* PASSAGE PROPOSÉ:

★ ★ ★ ★ ★

En 1935, Albert Einstein, Boris Podolsky et Nathan Rosen avaient proposé une expérience qui leur semblait de nature à établir le caractère incomplet de la théorie quantique : un système de spin 0 se désintègre en deux particules, qui partent dans des directions opposées. Le moment angulaire étant conservé, les deux particules doivent avoir des spins de sens contraires, mais chacun des spins reste indéterminé. Si l’on mesure alors le spin d’une des particules, on se trouve brusquement connaître celui de l’autre. Or la seconde particule, étant très éloignée, n’a pas pu être perturbée : l’interprétation des auteurs est qu’un « élément de réalité », nécessairement possédé par la seconde particule (là est peut-être un point faible de l’argument…), n’est pas pris en compte par la mécanique quantique.

★ ★ ★ ★ ★

* DONNÉES DE TRAVAIL:
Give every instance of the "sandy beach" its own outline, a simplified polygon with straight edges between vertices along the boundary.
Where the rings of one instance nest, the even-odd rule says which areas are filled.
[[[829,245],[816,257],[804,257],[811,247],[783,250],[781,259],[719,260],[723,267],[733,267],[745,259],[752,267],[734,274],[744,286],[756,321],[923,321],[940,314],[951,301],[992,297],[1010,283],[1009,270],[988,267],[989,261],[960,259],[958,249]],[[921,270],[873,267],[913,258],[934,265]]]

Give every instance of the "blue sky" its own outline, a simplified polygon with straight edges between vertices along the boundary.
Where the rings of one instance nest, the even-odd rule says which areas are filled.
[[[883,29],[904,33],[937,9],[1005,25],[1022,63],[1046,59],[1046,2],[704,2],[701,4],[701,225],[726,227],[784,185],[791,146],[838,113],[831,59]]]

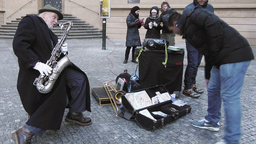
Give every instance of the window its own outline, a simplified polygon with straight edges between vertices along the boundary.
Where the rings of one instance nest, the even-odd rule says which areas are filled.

★ ★ ★ ★ ★

* ACTION DEMANDÉE: Prolongez le passage sur l'expérience d'Einstein, Podolsky et Rosen à la suite de sa dernière phrase.

* RÉPONSE PROPOSÉE:
En 1964, John Bell établit des inégalités permettant de distinguer entre la théorie quantique et une théorie de variables cachées, quelle qu’elle soit (du moins tant que les variables restent locales). Des expériences du type Einstein-Podolsky-Rosen ont finalement été réalisées entre 1972 et 1982, principalement par Alain Aspect à l’Institut d’optique de l’université d’Orsay : compte tenu des inégalités de Bell, ces expériences tranchent définitivement en faveur de la mécanique quantique, excluant toute théorie de variables cachées locales

. Reste un point troublant : la prédiction correcte est obtenue en attribuant un vecteur d’état à l’ensemble des deux particules, même très éloignées l’une de l’autre. Des systèmes qui proviennent d’une source commune, même lointaine dans le temps ou dans l’espace, doivent être, dans certains cas, considérés comme non séparables. Beaucoup d’encre a coulé à propos de cette non-séparabilité, certains allant jusqu’à dire que seule la fonction d’onde de l’Univers entier (tout à fait inaccessible !) avait un sens. Personne n’a vraiment explicité les conditions sous lesquelles on peut légitimement représenter un système isolé en négligeant le reste de l’Univers. En pratique, c’est cependant ce que font les physiciens, avec d’ordinaire le plus grand succès.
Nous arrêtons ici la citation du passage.